[Stored dataset items]
>> Begin
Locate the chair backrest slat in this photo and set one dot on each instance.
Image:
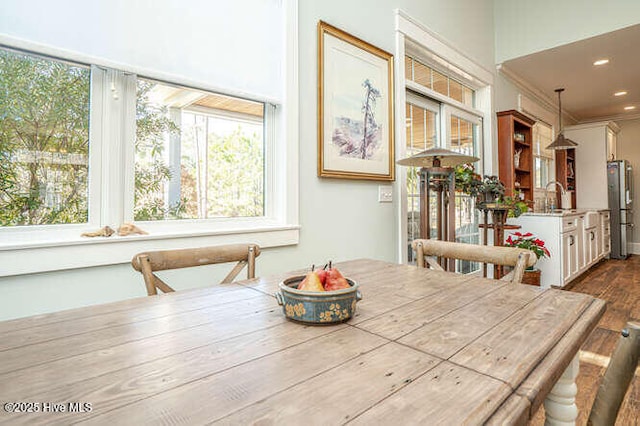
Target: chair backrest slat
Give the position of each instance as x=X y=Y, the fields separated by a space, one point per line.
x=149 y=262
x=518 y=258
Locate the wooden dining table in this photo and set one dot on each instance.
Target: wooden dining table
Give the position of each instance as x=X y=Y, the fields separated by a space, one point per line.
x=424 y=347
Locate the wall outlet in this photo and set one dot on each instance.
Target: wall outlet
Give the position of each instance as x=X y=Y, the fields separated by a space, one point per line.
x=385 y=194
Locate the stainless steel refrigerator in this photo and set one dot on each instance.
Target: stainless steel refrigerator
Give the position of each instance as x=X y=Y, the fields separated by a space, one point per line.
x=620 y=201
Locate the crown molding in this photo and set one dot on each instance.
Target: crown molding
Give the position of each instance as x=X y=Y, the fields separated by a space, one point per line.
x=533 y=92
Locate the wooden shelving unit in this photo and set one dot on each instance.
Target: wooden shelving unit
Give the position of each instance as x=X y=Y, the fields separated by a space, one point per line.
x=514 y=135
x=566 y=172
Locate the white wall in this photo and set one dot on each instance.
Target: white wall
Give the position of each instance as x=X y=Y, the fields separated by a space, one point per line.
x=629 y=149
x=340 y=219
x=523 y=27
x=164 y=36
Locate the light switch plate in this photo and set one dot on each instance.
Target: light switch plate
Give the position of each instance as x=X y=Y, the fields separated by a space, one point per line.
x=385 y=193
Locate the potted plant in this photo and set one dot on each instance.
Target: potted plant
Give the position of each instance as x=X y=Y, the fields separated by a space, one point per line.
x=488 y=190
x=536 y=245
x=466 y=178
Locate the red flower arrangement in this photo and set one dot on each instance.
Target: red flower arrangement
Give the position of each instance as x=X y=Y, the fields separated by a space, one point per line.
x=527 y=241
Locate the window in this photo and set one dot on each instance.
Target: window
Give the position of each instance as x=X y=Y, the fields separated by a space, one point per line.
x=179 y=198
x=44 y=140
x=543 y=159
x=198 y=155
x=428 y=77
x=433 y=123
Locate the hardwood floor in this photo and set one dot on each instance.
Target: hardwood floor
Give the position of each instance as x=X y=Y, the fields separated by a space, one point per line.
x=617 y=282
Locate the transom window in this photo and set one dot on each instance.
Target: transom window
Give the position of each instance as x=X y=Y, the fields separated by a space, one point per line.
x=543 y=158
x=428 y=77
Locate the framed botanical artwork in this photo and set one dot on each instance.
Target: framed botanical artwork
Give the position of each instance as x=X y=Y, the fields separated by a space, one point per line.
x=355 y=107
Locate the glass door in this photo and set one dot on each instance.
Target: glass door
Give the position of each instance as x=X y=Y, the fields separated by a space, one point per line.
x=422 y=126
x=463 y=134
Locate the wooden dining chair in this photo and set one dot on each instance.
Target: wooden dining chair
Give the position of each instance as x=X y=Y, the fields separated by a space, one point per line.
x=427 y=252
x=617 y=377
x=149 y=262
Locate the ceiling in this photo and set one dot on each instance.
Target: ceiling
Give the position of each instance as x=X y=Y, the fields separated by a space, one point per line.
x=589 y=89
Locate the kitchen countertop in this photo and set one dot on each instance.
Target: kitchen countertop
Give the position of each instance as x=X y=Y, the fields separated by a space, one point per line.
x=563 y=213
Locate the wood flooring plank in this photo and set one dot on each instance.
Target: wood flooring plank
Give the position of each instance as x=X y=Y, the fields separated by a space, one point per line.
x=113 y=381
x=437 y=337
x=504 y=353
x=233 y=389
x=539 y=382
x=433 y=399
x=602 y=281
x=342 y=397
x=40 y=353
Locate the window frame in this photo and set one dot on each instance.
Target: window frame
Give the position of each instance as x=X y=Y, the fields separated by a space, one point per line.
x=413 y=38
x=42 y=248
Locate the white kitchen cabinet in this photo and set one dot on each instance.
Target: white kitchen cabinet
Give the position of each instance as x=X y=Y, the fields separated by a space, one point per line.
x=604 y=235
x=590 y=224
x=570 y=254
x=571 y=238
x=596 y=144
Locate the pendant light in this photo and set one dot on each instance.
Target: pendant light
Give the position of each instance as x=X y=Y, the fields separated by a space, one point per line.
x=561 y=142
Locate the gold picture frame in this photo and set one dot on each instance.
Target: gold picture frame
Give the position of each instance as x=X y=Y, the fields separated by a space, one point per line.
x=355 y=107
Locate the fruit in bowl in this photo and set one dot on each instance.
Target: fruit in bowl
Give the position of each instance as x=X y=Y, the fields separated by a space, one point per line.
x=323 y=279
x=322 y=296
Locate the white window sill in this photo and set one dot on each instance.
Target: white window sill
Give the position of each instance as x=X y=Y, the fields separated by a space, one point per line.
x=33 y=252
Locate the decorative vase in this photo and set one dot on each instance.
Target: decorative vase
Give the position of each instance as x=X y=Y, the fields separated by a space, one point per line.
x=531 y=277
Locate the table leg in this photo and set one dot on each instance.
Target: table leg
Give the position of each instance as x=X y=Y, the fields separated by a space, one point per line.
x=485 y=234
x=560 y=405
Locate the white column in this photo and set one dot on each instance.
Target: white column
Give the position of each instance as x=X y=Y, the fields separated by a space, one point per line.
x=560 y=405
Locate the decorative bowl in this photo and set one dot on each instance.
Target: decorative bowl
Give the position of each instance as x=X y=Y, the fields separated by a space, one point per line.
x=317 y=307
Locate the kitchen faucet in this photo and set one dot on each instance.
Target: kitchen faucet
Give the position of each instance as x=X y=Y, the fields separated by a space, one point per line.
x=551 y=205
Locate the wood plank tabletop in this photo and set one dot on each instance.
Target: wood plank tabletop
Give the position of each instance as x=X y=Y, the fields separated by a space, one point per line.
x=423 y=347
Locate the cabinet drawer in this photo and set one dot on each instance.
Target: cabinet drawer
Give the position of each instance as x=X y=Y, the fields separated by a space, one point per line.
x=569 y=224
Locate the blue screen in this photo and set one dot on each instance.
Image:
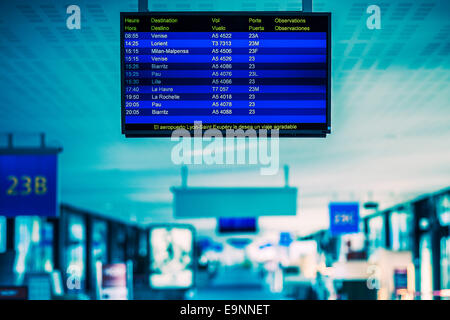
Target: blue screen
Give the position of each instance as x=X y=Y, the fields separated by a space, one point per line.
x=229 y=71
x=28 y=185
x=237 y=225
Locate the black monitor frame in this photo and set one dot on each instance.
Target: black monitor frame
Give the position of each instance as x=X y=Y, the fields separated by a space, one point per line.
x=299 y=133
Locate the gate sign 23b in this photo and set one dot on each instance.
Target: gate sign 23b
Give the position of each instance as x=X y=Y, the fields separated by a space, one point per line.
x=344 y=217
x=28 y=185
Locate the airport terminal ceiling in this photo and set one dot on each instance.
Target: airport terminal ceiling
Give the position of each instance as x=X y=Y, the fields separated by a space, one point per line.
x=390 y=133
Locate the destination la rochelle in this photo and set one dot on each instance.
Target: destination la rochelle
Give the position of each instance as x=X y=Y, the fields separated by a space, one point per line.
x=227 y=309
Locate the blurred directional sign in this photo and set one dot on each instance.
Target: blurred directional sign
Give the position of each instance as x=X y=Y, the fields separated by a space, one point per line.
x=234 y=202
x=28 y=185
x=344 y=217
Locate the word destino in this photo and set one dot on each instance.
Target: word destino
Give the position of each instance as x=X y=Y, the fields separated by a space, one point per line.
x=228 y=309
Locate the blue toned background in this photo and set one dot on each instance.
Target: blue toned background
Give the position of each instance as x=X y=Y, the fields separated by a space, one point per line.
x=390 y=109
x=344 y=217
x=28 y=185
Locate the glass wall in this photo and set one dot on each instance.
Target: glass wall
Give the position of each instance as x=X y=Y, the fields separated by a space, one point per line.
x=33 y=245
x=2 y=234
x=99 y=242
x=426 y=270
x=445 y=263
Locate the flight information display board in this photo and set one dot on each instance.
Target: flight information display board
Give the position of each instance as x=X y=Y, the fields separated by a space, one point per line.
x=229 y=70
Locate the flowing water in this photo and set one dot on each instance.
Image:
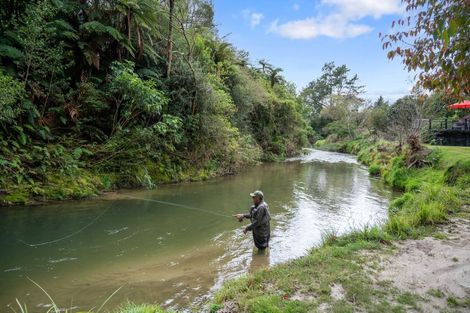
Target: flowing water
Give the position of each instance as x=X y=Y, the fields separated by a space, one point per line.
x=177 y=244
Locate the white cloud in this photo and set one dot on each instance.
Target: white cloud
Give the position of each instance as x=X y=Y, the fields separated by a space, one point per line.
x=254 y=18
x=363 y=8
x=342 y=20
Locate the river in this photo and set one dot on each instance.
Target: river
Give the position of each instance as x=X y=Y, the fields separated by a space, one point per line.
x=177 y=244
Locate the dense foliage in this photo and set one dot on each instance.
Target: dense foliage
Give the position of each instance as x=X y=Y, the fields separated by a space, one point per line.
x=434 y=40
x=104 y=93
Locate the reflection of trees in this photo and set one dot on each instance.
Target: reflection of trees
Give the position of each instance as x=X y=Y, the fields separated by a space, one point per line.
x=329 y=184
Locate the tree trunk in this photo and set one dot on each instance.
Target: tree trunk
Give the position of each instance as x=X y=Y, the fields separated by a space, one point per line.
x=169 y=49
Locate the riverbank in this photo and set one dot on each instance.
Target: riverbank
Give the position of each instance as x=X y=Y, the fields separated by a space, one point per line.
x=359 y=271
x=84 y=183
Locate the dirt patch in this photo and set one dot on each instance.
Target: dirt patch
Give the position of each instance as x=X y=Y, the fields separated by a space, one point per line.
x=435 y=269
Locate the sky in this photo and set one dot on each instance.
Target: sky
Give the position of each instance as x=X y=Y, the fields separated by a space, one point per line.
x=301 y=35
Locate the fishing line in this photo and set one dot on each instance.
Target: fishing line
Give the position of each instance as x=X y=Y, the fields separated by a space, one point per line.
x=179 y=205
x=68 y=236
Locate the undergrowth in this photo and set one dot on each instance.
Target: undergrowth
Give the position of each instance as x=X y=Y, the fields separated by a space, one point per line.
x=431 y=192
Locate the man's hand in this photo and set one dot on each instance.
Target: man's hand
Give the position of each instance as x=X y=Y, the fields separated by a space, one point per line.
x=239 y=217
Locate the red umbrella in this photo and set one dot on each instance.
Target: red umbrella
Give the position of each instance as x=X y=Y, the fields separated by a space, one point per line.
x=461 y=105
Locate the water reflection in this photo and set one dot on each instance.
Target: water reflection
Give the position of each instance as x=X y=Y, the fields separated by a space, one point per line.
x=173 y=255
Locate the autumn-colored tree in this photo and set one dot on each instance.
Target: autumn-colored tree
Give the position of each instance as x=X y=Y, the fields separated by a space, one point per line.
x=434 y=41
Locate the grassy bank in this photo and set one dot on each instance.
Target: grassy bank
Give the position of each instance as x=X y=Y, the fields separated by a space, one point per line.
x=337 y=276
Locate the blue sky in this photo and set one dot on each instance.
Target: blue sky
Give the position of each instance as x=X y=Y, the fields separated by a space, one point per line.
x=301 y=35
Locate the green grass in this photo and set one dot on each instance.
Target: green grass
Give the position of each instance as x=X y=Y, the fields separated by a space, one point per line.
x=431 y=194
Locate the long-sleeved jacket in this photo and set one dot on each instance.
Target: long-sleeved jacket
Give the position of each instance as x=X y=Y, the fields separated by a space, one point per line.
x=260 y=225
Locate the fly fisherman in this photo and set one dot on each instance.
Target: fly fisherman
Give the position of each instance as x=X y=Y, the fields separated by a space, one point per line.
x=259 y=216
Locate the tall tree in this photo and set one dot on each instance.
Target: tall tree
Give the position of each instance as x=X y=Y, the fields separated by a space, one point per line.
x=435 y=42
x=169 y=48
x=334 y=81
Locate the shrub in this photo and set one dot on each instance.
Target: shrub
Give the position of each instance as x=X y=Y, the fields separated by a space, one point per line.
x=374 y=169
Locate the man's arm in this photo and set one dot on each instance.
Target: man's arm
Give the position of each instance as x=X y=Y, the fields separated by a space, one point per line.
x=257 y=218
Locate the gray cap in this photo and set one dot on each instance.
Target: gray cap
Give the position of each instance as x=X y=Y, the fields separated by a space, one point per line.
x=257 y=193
>> End
Render the lines of the records starting at the one containing "Locate the word" and ending at the one containing "x=228 y=309" as a Markdown table with the columns Row and Text, one line per row and blank lines left out.

▸ **The answer**:
| Row | Text |
|---|---|
| 1 | Locate the word destino in this photo and set one dot on each instance. |
| 2 | Target: word destino |
| 3 | Give the position of each instance as x=X y=Y, the fields separated by a space, one point per line. |
| 4 | x=228 y=309 |